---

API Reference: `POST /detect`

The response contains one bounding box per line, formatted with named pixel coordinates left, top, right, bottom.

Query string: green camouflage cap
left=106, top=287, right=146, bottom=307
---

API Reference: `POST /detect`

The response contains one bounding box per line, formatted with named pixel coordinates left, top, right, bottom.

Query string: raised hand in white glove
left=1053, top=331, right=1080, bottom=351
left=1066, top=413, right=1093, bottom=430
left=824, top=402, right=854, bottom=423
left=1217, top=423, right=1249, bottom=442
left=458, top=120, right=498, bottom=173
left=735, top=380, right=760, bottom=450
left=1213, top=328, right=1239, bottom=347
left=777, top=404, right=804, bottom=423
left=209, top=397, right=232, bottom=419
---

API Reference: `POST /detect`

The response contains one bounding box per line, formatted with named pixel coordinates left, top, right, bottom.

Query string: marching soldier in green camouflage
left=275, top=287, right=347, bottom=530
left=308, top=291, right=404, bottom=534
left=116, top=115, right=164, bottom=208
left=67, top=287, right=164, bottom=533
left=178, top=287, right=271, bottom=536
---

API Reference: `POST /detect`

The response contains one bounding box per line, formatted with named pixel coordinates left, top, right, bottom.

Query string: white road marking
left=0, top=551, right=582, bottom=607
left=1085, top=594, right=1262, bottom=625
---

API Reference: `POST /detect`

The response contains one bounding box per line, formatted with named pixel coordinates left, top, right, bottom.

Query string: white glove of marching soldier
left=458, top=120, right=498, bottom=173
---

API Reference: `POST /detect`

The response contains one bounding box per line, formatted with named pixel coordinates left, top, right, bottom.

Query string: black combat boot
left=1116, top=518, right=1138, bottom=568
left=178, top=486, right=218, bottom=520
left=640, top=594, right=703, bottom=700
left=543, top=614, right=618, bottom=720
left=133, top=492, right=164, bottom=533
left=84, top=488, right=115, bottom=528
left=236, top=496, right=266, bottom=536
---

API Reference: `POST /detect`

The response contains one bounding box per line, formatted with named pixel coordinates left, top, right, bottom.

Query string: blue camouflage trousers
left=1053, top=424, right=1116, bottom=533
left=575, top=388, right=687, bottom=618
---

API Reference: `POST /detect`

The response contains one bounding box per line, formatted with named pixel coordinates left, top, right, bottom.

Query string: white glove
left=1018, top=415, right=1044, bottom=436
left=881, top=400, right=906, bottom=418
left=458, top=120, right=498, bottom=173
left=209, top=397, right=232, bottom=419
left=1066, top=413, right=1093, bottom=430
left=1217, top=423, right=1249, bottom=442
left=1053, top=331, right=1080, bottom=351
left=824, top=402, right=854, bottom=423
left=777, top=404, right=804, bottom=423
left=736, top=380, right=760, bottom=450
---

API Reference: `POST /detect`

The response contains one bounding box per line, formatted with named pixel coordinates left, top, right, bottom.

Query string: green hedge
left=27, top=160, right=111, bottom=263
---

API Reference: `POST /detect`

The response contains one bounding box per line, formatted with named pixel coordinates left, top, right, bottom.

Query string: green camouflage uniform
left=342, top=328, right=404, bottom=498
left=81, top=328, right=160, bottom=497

____

To be done: Reproduce the records from the very beginning up to and including the line that contains "left=106, top=287, right=146, bottom=307".

Expected answer:
---

API Reference: `POST /detect`

The response contains one bounding box per line, formatted with named pixel coordinates left, top, right, bottom.

Query string: green camouflage cap
left=106, top=287, right=146, bottom=307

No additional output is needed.